— START OF QUOTED PASSAGE —

To use another example from the movie, one juror asks Henry Fonda why the defense attorney did not raise the questions he is raising. Fonda says perhaps the defense attorney was young and overworked. Now, this is neither empirical reasoning nor deductive reasoning on the part of Henry Fonda’s character. This type of reasoning is often dismissed and scoffed at by philosophers as being uncertain and worthless—and it may be worthless for the goals sought by philosophers. Nonetheless, this is the most common form of reasoning, used by you and me in everyday life, and used for everything except philosophical deductions. It is illative reasoning. Fonda is offering a model of the universe, a narrative, that would explain what is otherwise be a discontinuity or a jar or shock. The jurors are shocked if the defense attorney did not raise points to defend his client that seemed obvious in hindsight; and that shock must be explained in one of two ways: either Fonda’s ideas are outrageous and the defense attorney did not raise them because they are unsound; or Fonda’s ideas are sound, and the defense attorney did not raise them due to incompetence.
This is illative reasoning because this thread of reasoning (which deals with the soundness of the judgment of the defense attorney’s case) cannot be resolved merely on its own merits. The jurors have no information. They are trapped in the jury room the way you are trapped in your skull. They have no information about the outside world aside from the exhibits offered by the court, and their own native wisdom and experience, in the same way you, trapped in your skull, have only your sense impressions and innate human nature to use to deduce a narrative of what is happening outside.
To use an example from the movie of incorrect illative reasoning, one juror whose own son betrayed his love thinks of young kids as ungrateful punks. His experience is that kids are punks and his narrative is that punks should be punished. Likewise, one juror is a race bigot, and he reasons that since the defendant is a minority, and that all minorities are scoundrels, the defendant must likewise be a scoundrel.

— END OF QUOTED PASSAGE —
— START OF RECORDS SHOWN —

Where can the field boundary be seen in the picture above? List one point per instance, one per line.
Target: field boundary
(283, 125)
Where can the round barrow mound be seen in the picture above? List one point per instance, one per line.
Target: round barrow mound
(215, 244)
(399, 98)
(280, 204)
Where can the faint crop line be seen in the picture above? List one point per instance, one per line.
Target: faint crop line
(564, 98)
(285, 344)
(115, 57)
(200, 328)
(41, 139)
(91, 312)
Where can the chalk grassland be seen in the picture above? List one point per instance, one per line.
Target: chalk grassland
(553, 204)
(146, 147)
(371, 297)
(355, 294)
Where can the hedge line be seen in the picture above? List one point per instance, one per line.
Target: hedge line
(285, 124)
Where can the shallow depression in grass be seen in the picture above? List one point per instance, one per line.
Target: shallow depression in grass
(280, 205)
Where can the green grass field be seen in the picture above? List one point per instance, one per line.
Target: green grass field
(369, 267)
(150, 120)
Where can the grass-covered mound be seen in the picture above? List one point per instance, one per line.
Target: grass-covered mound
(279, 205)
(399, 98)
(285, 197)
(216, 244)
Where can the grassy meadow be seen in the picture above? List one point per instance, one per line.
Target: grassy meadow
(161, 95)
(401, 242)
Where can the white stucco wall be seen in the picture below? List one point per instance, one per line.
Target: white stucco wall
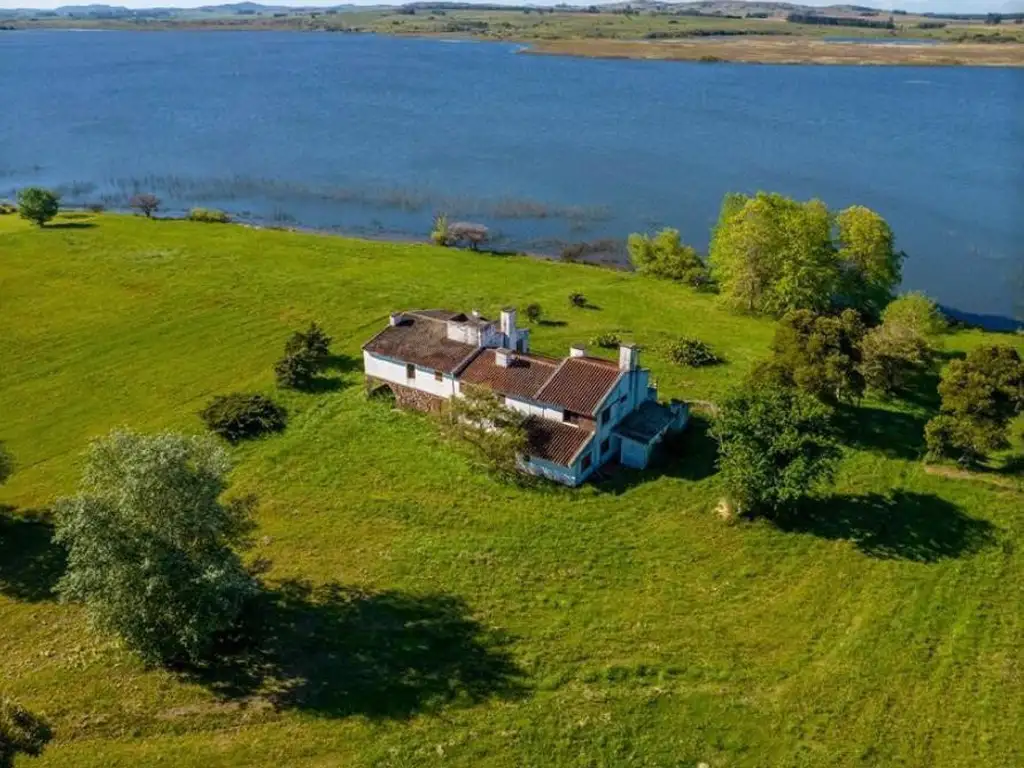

— END OF RECORDS SHOWN —

→ **TASK SET**
- A) For each statement, say whether it agrees with the passage on illative reasoning, and support each yes or no with the deciding words quoted exactly from the passage. (i) Fonda's character suggests the defense attorney may have been young and overworked. (ii) The passage says philosophers treat illative reasoning as the most reliable form of reasoning. (iii) The jurors have information about the outside world beyond the court's exhibits and their own wisdom and experience.
- B) Please transcribe the passage on illative reasoning from "To use an example" up to and including "be a scoundrel.".

→ **TASK-BY-TASK ANSWERS**
- A)
(i) Yes: "Fonda says perhaps the defense attorney was young and overworked."
(ii) No: "This type of reasoning is often dismissed and scoffed at by philosophers as being uncertain and worthless"
(iii) No: "They have no information about the outside world aside from the exhibits offered by the court, and their own native wisdom and experience"

- B)
To use an example from the movie of incorrect illative reasoning, one juror whose own son betrayed his love thinks of young kids as ungrateful punks. His experience is that kids are punks and his narrative is that punks should be punished. Likewise, one juror is a race bigot, and he reasons that since the defendant is a minority, and that all minorities are scoundrels, the defendant must likewise be a scoundrel.